*TEXT SEGMENT*
┄┄┄┄┄┄

Meeting of Monday and Tuesday May 21 and 22, 2012
Central Bank of Nigeria Communiqué No. 83 of the Monetary Policy Committee Meeting of Monday and Tuesday May 21 and 22, 2012 The Monetary Policy Committee met on May 21 and 22, 2012 with all members in attendance. The Committee reviewed the conditions and challenges that confronted the domestic economy during the first five months of 2012, against the backdrop of international economic and financial developments; to reassess the monetary policy options in the near-to-medium term.
The International Economic Situation The Committee noted that the global economy continued to experience sluggish recovery as the downside risks remained elevated owing to the lingering euro zone debt crisis, weak balance sheet positions of euro zone financial institutions, rising unemployment in most advanced economies, geopolitical uncertainties affecting global oil prices and the legacy effects of the global financial crisis. Growth in the advanced economies is estimated to decelerate from 1.6 per cent in 2011 to 1.4 per cent in 2012. US output slowed from an annual rate of 3.0 per cent in Q4 2011 to 2.2 per cent in Q1 of 2012. The slow US recovery was attributed to the fall in business spending from 5.2 per cent in Q4 of 2011 to 2.1 per cent in Q1 of 2012.
In the Euro area, real GDP growth is projected to contract from 1.4 per cent in 2011 to -0.3 per cent in 2012, owing to the lingering effects of the sovereign debt crisis and the attendant fragility of the financial system. Although the effects of the high commodity prices and supply disruptions from the Japanese earthquake had diminished, the effect of the Greek bailout and the failure of fiscal retrenchment have been magnified by the political impasse associated with the discussions on Greek debt exit strategy. A domino effect on other debtridden euro zone members and possible bank runs should not be ruled out entirely in the euro area, if political support is not provided for the already
agreed fiscal compact. European Governments are confronted with uncertainties that are coloured by both political and economic realities. The UK, Denmark and Czech Republic, with own national currencies outside the 17-nation Euro zone have been declared to be officially in recession. There are no
immediate plans in the UK for abandoning austerity, and it is not yet clear if the tight fiscal stance is compatible with growth aspirations.

┄┄┄┄┄┄

(Pointing dataset listing)
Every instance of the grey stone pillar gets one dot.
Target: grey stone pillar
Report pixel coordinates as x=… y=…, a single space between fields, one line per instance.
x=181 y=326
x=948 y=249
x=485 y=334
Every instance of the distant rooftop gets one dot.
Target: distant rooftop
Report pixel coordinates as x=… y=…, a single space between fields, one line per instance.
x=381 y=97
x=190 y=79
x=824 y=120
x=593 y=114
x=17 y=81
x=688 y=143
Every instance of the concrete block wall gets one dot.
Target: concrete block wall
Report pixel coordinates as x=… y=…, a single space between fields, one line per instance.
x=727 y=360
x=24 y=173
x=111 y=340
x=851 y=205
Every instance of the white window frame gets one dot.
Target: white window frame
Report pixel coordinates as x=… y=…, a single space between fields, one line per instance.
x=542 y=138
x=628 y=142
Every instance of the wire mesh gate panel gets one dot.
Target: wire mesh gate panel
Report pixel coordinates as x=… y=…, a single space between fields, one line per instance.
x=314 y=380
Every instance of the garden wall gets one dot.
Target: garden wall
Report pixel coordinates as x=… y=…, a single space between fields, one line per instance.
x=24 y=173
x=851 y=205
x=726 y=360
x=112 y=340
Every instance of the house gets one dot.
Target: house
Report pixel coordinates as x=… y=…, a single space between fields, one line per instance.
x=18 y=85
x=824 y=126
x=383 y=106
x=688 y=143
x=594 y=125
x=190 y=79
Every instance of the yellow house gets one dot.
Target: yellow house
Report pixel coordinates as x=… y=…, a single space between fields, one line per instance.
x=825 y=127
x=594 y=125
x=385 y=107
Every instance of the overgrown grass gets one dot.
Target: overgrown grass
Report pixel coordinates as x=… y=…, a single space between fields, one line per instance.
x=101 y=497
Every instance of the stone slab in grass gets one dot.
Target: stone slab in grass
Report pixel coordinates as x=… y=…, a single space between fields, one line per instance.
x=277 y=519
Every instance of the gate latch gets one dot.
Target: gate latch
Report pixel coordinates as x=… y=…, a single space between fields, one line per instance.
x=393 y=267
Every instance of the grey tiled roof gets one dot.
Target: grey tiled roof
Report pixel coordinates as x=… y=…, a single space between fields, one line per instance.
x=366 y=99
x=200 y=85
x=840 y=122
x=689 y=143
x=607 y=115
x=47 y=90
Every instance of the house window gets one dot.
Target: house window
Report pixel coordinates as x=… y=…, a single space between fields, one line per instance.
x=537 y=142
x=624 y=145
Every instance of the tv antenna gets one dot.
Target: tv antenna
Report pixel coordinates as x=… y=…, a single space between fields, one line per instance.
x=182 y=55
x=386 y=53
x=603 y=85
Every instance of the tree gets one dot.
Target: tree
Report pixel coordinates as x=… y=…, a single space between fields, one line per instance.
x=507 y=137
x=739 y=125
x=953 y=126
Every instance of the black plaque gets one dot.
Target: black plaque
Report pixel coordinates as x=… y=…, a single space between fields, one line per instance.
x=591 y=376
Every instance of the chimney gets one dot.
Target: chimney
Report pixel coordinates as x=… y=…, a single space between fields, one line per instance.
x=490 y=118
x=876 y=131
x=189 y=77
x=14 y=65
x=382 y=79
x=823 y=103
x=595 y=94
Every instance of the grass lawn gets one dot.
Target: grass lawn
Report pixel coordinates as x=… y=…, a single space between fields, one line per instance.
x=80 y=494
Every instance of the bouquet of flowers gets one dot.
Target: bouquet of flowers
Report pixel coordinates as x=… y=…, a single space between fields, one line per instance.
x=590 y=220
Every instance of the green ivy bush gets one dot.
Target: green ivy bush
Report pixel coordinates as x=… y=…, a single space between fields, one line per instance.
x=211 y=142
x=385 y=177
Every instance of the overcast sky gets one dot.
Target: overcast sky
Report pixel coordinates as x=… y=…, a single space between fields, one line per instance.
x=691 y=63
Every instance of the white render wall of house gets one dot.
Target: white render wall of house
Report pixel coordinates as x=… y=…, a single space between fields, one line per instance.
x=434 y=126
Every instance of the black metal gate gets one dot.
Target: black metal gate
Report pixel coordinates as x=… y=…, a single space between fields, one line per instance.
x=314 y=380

┄┄┄┄┄┄

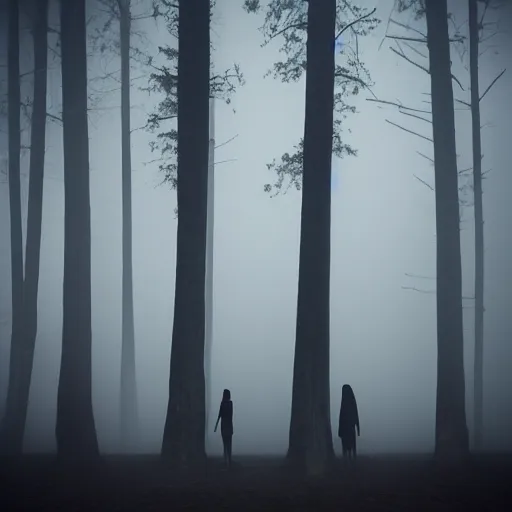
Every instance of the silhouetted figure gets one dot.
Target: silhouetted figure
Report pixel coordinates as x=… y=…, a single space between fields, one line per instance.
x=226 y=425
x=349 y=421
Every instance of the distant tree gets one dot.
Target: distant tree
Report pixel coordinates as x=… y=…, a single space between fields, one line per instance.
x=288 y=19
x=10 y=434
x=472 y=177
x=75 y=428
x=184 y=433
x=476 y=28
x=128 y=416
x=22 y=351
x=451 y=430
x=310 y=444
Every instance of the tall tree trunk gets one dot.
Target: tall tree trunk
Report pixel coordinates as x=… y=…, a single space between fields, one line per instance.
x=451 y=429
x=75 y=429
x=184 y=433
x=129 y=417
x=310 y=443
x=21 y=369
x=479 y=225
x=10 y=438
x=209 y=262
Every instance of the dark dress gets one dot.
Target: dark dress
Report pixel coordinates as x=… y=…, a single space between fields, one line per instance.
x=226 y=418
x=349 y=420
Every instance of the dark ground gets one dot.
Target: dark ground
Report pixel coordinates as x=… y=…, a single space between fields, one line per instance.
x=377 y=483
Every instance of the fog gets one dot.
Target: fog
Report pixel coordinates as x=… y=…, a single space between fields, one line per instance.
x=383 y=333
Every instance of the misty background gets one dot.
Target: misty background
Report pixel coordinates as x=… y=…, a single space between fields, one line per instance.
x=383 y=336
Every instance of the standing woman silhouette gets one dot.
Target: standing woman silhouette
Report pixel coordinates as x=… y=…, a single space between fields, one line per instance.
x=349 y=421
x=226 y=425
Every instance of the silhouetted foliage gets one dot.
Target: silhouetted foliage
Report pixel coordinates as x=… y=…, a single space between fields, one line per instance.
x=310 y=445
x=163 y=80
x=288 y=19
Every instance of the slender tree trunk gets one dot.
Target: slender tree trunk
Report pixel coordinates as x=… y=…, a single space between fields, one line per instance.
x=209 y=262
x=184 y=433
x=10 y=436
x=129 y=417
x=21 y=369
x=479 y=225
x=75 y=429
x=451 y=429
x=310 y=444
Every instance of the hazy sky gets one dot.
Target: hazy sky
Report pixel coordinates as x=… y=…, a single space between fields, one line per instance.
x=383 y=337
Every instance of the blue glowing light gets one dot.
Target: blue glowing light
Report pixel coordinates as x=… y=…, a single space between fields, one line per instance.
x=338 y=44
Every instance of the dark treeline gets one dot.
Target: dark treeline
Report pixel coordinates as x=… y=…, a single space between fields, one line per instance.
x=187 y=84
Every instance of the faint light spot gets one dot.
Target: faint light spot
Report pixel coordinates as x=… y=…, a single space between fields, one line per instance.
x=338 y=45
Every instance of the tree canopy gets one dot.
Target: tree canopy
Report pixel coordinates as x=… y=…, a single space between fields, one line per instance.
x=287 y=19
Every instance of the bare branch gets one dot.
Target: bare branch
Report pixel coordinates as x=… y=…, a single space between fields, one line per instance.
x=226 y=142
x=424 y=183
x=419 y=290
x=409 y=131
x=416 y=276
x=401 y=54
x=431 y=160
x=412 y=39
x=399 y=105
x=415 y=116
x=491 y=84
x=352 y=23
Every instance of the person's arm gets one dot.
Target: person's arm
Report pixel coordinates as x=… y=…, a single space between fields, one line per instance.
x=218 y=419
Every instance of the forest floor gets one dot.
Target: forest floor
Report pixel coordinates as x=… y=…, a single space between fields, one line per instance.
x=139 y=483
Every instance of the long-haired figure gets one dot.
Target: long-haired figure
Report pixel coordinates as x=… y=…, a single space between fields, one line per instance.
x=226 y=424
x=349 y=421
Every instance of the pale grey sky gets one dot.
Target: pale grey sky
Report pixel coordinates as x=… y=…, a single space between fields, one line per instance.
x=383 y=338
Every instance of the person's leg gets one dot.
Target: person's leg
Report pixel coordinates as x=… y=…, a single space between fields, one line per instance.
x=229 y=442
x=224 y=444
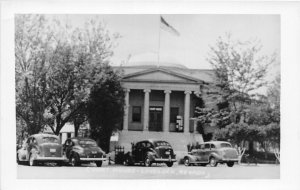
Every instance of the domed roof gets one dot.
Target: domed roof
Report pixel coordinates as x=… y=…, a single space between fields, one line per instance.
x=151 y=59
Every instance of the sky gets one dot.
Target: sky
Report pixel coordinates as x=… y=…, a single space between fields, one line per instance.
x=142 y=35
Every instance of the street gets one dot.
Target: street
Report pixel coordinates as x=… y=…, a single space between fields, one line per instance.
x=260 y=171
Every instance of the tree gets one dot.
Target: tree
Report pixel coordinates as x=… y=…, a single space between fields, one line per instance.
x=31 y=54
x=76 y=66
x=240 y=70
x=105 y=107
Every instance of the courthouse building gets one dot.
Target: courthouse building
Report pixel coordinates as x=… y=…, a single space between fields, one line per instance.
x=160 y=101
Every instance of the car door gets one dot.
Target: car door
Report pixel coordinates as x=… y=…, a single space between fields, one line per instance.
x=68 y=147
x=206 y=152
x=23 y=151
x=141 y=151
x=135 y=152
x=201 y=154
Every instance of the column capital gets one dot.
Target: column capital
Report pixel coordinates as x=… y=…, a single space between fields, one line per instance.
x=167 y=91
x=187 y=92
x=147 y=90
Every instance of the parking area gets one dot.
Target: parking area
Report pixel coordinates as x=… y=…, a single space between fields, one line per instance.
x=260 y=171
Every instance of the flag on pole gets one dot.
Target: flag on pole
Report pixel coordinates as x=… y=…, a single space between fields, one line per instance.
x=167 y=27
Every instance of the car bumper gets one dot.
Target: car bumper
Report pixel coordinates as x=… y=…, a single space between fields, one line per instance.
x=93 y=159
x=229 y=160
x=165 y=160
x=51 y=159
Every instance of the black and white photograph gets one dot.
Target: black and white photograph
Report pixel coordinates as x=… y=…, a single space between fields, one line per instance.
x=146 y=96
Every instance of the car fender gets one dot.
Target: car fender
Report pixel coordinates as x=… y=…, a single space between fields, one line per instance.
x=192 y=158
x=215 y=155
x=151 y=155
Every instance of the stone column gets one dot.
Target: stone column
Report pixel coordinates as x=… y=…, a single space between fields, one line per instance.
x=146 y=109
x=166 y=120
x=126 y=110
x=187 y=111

┄┄┄┄┄┄

*PROBLEM STATEMENT*
Do the following statements agree with the Monetary Policy Committee communiqué? Answer yes or no for each and quote the communiqué's deciding words exactly. (a) All members of the Committee attended the meeting. (b) Real GDP growth in the Euro area is projected to rise in 2012. (c) US output grew faster in Q1 of 2012 than in Q4 2011.

*TASK SOLUTION*
(a) Yes: "with all members in attendance"
(b) No: "real GDP growth is projected to contract from 1.4 per cent in 2011 to -0.3 per cent in 2012"
(c) No: "US output slowed from an annual rate of 3.0 per cent in Q4 2011 to 2.2 per cent in Q1 of 2012"